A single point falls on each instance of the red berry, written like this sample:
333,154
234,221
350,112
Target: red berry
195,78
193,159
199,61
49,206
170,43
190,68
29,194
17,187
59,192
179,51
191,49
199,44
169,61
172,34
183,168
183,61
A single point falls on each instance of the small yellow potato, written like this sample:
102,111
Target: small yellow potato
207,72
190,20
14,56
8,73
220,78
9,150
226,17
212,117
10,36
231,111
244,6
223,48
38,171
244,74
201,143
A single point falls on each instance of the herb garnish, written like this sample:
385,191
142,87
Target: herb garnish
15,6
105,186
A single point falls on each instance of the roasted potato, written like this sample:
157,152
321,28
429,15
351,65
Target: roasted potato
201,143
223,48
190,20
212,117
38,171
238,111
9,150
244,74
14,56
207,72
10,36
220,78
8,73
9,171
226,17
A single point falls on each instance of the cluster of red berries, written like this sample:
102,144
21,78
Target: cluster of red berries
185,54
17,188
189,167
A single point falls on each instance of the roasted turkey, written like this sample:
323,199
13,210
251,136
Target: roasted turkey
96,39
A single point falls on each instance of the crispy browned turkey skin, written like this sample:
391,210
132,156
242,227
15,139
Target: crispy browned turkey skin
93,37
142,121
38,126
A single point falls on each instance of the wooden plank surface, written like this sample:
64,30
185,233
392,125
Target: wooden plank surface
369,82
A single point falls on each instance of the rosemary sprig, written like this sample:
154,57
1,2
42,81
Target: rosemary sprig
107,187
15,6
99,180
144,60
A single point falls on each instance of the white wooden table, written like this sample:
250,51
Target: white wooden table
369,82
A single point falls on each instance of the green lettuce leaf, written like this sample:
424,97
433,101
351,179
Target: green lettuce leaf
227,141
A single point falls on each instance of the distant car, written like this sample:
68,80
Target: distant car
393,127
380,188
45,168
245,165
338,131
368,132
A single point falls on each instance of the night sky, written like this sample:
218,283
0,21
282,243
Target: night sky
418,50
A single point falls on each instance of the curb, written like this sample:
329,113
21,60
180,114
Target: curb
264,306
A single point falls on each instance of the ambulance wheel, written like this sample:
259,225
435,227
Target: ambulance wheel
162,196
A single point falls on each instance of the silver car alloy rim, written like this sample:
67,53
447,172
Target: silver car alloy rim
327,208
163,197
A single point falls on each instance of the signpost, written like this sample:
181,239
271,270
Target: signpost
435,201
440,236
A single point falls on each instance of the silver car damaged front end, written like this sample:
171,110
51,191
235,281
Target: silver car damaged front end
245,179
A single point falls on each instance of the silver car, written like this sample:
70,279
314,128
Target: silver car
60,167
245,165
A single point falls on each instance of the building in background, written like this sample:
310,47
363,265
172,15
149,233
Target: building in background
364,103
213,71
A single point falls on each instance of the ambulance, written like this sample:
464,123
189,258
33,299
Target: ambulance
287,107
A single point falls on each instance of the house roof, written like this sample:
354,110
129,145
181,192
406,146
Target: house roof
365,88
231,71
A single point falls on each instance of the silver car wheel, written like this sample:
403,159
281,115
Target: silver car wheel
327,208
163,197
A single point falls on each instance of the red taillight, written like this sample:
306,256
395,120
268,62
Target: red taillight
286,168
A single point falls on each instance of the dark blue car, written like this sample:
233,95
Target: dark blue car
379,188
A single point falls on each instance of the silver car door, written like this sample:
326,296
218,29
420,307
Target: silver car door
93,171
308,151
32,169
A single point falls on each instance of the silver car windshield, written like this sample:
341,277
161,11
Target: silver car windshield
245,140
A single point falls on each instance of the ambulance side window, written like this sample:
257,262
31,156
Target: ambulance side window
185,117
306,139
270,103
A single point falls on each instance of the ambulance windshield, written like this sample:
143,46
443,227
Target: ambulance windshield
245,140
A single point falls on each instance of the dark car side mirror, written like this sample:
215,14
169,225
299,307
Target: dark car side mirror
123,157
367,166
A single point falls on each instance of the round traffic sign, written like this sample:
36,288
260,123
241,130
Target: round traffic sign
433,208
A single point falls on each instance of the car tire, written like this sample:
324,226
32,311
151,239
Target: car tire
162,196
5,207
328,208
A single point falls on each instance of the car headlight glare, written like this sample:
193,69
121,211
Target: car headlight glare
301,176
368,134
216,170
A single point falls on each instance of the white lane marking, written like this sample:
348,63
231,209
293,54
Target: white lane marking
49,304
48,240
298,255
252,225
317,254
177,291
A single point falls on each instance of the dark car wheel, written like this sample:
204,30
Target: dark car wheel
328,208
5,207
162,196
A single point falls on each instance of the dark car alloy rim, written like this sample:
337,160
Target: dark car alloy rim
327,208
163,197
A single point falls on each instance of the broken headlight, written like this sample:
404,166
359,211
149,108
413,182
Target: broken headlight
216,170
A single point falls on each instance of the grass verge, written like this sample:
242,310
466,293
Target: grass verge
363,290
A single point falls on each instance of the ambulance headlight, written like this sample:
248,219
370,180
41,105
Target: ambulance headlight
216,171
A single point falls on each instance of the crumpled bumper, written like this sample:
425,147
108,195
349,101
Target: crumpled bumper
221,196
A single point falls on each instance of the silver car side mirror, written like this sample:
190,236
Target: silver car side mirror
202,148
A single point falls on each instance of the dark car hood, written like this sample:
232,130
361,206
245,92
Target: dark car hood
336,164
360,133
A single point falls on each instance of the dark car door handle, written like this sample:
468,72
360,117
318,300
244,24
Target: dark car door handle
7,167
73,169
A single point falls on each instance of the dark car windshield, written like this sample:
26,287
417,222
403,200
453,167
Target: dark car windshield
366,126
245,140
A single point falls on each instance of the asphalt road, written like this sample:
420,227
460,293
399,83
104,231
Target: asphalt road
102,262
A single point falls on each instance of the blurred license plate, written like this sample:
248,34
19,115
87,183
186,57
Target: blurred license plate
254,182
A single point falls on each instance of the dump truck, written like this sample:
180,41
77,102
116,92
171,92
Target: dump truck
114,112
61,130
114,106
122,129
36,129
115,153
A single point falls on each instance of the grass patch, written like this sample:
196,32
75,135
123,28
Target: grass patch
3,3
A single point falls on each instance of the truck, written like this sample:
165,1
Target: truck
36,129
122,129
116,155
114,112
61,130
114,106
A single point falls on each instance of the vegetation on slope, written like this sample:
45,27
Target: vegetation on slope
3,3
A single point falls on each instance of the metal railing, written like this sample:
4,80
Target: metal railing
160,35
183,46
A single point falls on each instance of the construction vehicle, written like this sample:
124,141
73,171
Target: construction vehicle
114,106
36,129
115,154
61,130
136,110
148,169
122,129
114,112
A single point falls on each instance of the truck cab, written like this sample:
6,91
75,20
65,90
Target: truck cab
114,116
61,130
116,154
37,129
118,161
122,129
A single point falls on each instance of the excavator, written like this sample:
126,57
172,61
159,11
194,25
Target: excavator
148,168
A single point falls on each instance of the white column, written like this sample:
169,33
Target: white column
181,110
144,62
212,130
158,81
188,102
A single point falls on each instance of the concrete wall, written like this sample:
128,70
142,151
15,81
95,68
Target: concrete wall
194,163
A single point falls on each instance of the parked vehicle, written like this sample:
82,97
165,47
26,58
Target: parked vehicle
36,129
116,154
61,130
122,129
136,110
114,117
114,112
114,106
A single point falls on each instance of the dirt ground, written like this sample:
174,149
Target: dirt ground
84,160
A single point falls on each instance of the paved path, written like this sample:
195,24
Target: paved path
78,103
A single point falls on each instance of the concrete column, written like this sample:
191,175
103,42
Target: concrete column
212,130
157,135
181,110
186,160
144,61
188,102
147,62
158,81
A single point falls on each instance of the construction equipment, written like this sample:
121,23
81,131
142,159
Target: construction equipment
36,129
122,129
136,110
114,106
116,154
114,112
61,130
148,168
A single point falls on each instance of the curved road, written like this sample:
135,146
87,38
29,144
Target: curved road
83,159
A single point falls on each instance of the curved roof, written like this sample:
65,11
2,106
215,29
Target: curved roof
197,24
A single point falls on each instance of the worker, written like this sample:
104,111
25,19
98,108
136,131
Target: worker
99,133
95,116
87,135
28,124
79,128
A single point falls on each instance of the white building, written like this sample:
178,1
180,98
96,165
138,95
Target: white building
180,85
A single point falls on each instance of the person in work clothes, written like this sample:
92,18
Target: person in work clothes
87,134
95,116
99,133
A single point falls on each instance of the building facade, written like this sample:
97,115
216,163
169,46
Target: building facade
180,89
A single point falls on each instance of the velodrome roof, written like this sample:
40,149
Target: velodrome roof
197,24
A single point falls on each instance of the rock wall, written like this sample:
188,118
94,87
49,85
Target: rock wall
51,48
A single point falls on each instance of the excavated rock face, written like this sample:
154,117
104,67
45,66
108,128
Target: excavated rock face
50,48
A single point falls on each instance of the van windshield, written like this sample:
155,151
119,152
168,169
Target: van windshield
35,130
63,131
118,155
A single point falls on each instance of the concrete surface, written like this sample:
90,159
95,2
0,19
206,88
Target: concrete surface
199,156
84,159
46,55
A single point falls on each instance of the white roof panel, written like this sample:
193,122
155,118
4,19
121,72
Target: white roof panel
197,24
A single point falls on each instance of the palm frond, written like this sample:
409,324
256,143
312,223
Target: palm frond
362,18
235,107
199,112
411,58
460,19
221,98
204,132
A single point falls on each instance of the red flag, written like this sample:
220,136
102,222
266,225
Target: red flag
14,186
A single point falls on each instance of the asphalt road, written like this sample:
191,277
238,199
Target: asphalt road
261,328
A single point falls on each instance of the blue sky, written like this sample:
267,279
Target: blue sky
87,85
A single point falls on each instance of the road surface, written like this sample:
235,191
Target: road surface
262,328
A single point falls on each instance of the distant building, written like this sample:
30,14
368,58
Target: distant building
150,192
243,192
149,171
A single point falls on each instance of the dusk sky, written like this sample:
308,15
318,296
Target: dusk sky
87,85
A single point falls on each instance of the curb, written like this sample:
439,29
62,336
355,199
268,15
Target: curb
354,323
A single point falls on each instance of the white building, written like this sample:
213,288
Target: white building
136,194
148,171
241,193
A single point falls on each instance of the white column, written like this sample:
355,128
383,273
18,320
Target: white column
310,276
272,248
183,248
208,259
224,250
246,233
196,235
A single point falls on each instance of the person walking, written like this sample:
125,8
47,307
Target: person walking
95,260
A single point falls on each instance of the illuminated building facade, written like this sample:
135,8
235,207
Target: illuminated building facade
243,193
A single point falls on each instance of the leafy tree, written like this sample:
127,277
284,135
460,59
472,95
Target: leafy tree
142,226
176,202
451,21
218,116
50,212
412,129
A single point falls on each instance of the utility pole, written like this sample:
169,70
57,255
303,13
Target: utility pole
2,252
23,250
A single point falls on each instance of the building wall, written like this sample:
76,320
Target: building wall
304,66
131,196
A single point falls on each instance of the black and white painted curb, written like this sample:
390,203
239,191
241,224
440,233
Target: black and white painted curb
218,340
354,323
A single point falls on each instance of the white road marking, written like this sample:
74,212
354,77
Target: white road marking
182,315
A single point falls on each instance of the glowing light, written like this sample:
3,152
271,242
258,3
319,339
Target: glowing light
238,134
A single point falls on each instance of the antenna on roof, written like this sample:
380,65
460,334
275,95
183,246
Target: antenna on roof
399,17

··········

* [What you need to do]: Please reproduce the data from the line with "A single point falls on each instance of the glowing" through the end, requests included, and scale each answer coordinate by 2.4, rounding to whole numbers with halves going up. Leave the requests and their sample coordinates unchanged.

* [Exercise output]:
A single point falls on each instance of the glowing light, written like this sample:
3,152
271,242
258,3
319,339
Target: glowing light
571,322
A single point falls on each instance of the antenna on roof, written like this sample:
380,65
460,334
275,95
183,246
Target: antenna on roof
958,41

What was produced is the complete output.